GIVEN PASSAGE =>
==========
Florida Heritage Foods


Common name


Scientific Name

Opuntia sp.

Other Common Names

Prickly pear cactus (English), sabra (Hebrew), cactus du figue barbarie (French, Haiti), Kāṇṭādāra pi’ara (કાંટાદાર પિઅર) (Gujarati)


Nopal is an edible cactus indigenous to Mexico, South America and the south-west regions of the U.S. It was a principle part of Aztec cuisine, and it remains a popular ingredient in Mexican and Texan dishes today. Introduced to Florida by restaurants catering to immigrant populations, the nopal is gaining popularity in the Sunshine State because it is nutritious, delicious and easy to grow in the Florida garden.
==========
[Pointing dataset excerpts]
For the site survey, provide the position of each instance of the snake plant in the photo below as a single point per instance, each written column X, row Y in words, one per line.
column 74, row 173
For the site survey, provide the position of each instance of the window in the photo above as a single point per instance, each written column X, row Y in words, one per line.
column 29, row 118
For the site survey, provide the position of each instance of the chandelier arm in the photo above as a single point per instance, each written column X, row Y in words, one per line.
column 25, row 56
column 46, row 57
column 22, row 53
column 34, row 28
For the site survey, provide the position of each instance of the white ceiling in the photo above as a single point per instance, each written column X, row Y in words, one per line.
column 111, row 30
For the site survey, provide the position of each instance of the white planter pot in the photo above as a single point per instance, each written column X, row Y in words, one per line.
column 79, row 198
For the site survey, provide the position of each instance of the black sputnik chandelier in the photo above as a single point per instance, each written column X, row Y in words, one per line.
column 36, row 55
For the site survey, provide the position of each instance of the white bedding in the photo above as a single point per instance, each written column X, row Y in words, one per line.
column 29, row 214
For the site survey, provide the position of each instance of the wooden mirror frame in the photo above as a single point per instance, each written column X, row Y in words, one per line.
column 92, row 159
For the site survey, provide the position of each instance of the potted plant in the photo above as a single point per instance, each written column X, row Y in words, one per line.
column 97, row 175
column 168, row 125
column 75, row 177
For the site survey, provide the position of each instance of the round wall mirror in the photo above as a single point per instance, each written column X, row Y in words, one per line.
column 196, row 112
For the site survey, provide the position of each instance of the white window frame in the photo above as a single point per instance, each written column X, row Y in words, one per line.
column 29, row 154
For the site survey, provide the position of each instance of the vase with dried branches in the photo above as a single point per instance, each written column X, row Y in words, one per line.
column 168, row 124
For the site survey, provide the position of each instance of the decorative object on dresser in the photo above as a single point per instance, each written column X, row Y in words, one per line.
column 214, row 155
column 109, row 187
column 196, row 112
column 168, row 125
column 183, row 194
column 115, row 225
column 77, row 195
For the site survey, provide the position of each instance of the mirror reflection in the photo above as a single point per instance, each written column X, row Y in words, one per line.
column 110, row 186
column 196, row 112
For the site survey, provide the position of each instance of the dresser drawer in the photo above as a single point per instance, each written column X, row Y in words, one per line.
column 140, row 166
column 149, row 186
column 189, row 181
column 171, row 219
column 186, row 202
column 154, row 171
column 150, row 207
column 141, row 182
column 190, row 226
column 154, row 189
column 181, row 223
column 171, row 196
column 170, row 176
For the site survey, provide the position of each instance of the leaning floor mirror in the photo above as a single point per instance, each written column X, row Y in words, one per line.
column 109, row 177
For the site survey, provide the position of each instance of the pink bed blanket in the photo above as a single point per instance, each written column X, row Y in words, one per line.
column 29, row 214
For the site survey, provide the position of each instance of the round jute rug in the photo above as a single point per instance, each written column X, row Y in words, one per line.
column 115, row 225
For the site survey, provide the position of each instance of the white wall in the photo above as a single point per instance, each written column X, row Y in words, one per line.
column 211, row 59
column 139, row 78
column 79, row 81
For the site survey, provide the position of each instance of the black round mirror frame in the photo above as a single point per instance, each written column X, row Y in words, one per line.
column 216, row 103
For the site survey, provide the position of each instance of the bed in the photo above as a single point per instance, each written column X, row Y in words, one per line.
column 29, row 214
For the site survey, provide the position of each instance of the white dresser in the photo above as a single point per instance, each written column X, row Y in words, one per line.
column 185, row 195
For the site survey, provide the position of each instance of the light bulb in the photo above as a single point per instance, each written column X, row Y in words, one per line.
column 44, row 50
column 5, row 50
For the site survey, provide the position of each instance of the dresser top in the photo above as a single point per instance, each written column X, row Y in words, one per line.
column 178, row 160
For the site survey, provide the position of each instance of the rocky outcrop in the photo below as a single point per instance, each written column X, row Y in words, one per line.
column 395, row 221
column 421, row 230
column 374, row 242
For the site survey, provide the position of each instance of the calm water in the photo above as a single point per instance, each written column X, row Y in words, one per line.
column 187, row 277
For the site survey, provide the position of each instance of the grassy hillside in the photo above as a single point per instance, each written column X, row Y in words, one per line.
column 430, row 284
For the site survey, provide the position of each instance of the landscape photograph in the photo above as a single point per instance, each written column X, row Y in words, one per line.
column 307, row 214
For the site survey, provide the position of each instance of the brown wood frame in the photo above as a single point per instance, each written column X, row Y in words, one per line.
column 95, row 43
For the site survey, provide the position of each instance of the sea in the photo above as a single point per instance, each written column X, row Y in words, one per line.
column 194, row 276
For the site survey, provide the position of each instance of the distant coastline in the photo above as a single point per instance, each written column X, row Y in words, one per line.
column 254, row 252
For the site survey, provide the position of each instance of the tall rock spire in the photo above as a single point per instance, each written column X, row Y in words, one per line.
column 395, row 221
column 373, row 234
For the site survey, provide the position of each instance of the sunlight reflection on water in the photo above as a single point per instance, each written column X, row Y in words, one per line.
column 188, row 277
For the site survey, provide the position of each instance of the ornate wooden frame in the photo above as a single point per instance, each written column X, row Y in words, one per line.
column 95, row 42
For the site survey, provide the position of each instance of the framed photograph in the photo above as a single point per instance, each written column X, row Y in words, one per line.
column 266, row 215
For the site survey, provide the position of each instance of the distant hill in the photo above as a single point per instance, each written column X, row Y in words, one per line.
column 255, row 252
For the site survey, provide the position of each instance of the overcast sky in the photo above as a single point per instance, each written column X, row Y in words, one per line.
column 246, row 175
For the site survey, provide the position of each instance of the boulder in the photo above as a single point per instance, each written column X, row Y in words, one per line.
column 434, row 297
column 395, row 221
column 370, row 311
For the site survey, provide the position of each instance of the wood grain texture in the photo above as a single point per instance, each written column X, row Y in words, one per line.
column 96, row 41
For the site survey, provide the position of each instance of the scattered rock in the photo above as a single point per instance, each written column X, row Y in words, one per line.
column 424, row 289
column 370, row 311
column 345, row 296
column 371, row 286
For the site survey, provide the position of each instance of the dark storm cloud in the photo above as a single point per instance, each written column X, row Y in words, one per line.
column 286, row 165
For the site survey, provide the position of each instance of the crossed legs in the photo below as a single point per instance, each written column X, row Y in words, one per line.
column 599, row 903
==========
GOALS =>
1. Which regions does the nopal page give as the cactus's native range?
2. Recast the paragraph of the nopal page that begins "Nopal is an edible cactus" as a short bulleted list that keeps its main facts.
3. Pick up the nopal page after its last sentence and continue it.

ANSWERS PER TASK =>
1. Mexico, South America and the south-west regions of the U.S.

2.
- Nopal is an edible cactus native to Mexico, South America and the south-western U.S.
- It was a main part of Aztec cuisine.
- It is still popular in Mexican and Texan dishes today.
- Restaurants serving immigrant populations introduced it to Florida.
- It is gaining popularity in Florida because it is nutritious, delicious and easy to grow in the Florida garden.

3.
Historical Significance


The nopal cactus is indigenous to Mexico, South America and the south-western regions of the United States, and it has been used by indigenous peoples in these areas for thousands of years. It was a principle part of Aztec cuisine, and it has been a key ingredient in the staple diet in communities located in dry, desert climates for thousands of years. The name comes from comes from the Nahuatl word nopalli which means ‘fruit of the earth.’ Nopales were initially introduced to Florida by Mexican restaurants catering to both immigrants and the general public. In recent years however, the cactus received greater attention as a nutritious food that is easy and inexpensive to grow and prepare.

Cultural Significance

Nopales are most popular in Mexican cuisine, and it was highly ritualized and sacred in Aztec culture. Tenochtitlan (Mexico City) was said to have been founded when an eagle with a snake in its mouth landed on a nopal cactus. The image of an eagle with a nopal is featured in the coat of arms on the Mexican flag and on Mexican currency. Nopal remains a common ingredient in many dishes throughout Mexico such as tacos de nopales, huevos con nopales (eggs with nopal), carne con nopales (meat with nopal), and it is used in salads with tomato, onion, and queso panela (panela cheese). The cactus is also popular in the Tejano cultural cuisine of Texas. It is being integrated into Floridian cuisines today, and it can be found in jams, jellies, salsas, beverages, and snacks.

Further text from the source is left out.